**WORK TO BE COMPLETED**
Turn all of the lines below into a numbered list, dropping any blank ones.

>> Start EXERCISE INPUTS

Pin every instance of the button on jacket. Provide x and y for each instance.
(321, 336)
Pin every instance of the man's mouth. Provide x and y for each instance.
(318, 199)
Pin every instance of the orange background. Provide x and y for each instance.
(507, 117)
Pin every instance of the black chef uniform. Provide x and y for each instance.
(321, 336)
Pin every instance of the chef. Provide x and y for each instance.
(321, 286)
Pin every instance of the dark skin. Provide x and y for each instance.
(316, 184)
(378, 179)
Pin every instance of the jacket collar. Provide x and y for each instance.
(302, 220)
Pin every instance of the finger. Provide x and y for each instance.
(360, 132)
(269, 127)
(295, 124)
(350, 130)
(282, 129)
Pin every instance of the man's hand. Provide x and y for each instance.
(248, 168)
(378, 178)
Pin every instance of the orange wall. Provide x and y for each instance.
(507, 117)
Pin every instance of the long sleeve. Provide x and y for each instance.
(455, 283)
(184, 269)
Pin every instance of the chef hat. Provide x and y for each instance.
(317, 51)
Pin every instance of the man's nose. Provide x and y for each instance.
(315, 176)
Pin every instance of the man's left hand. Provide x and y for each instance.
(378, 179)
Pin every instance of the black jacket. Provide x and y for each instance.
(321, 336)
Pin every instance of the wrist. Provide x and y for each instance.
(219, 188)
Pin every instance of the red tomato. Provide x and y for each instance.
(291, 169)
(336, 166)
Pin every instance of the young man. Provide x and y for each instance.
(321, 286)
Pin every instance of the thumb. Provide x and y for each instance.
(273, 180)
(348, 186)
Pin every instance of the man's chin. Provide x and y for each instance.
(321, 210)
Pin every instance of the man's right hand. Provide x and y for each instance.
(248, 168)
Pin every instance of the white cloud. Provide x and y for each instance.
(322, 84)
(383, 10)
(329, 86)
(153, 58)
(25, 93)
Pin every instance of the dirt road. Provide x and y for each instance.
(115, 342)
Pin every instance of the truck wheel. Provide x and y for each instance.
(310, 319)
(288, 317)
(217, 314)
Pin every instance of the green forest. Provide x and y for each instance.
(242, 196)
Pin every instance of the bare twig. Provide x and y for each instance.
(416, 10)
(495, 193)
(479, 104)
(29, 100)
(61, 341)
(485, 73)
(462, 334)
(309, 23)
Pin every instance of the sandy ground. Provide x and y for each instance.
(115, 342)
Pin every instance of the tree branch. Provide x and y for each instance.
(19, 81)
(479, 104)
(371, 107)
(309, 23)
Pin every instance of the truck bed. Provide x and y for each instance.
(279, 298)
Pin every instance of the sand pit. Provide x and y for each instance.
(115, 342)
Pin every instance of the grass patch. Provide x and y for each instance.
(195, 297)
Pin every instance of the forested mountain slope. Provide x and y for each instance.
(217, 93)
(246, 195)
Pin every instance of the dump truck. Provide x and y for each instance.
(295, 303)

>> End EXERCISE INPUTS

**WRITTEN ANSWER**
1. Pin every instance of the button on jacket. Provide x and y for each instance.
2. (321, 336)
3. Pin every instance of the man's mouth. Provide x and y for each instance.
4. (318, 199)
5. Pin every instance of the orange background. Provide x and y for each instance.
6. (507, 117)
7. Pin every instance of the black chef uniform. Provide x and y for each instance.
8. (321, 336)
9. Pin every instance of the chef. Provide x and y for each instance.
10. (321, 286)
11. Pin every instance of the dark skin. Provide x and y for each instance.
12. (316, 184)
13. (378, 179)
14. Pin every instance of the jacket collar. Provide x and y for each instance.
15. (302, 220)
16. Pin every instance of the finger. Provide x and y for each instance.
17. (360, 132)
18. (269, 127)
19. (295, 124)
20. (350, 130)
21. (282, 129)
22. Pin every instance of the man's hand. Provide x and y for each instance.
23. (248, 168)
24. (378, 178)
25. Pin every instance of the orange wall. Provide x and y for each instance.
26. (507, 117)
27. Pin every instance of the long sleeve. Provide x and y for each instance.
28. (455, 283)
29. (184, 269)
30. Pin every instance of the chef hat. Provide x and y for each instance.
31. (317, 51)
32. Pin every instance of the man's nose. Provide x and y for each instance.
33. (315, 176)
34. Pin every instance of the man's left hand. Provide x and y for each instance.
35. (378, 179)
36. Pin every instance of the black jacket. Provide x and y for each instance.
37. (321, 336)
38. Pin every instance of the wrist. Provide x and y for each instance.
39. (219, 188)
40. Pin every instance of the red tomato. Provide x and y for each instance.
41. (291, 169)
42. (336, 166)
43. Pin every instance of the young man. Provide x and y for each instance.
44. (321, 286)
45. Pin every instance of the thumb. Provide x and y for each instance.
46. (273, 180)
47. (348, 186)
48. Pin every instance of the man's chin. Provide x and y for each instance.
49. (321, 210)
50. Pin every instance of the man's right hand. Provide x and y for each instance.
51. (248, 168)
52. Pin every instance of the white cloud. Provide x and y for each instance.
53. (322, 84)
54. (383, 10)
55. (329, 86)
56. (153, 58)
57. (25, 93)
58. Pin every instance of the dirt road. Provide x and y for each instance.
59. (115, 342)
60. Pin every instance of the truck wheel. Provide x and y for each instance.
61. (310, 319)
62. (288, 317)
63. (217, 314)
64. Pin every instance of the green forest. Provide x and y for each instance.
65. (242, 196)
66. Pin every instance of the bare twig. Provide x and y for each instance.
67. (416, 10)
68. (495, 193)
69. (479, 104)
70. (29, 100)
71. (61, 341)
72. (485, 73)
73. (462, 334)
74. (309, 23)
75. Pin every instance of the sandy ground. Provide x and y for each instance.
76. (115, 342)
77. Pin every instance of the tree branch. Provide x and y for each instance.
78. (19, 81)
79. (479, 104)
80. (371, 107)
81. (309, 23)
82. Pin every instance of the truck bed. Provide x and y for each instance.
83. (279, 298)
84. Pin every instance of the sand pit. Provide x and y for each instance.
85. (115, 342)
86. Pin every instance of the grass patch. Provide x and y for each instance.
87. (195, 297)
88. Pin every instance of the forested mountain slope. Provide x and y for each instance.
89. (217, 93)
90. (246, 195)
91. Pin every instance of the dump truck. Provide x and y for each instance.
92. (295, 303)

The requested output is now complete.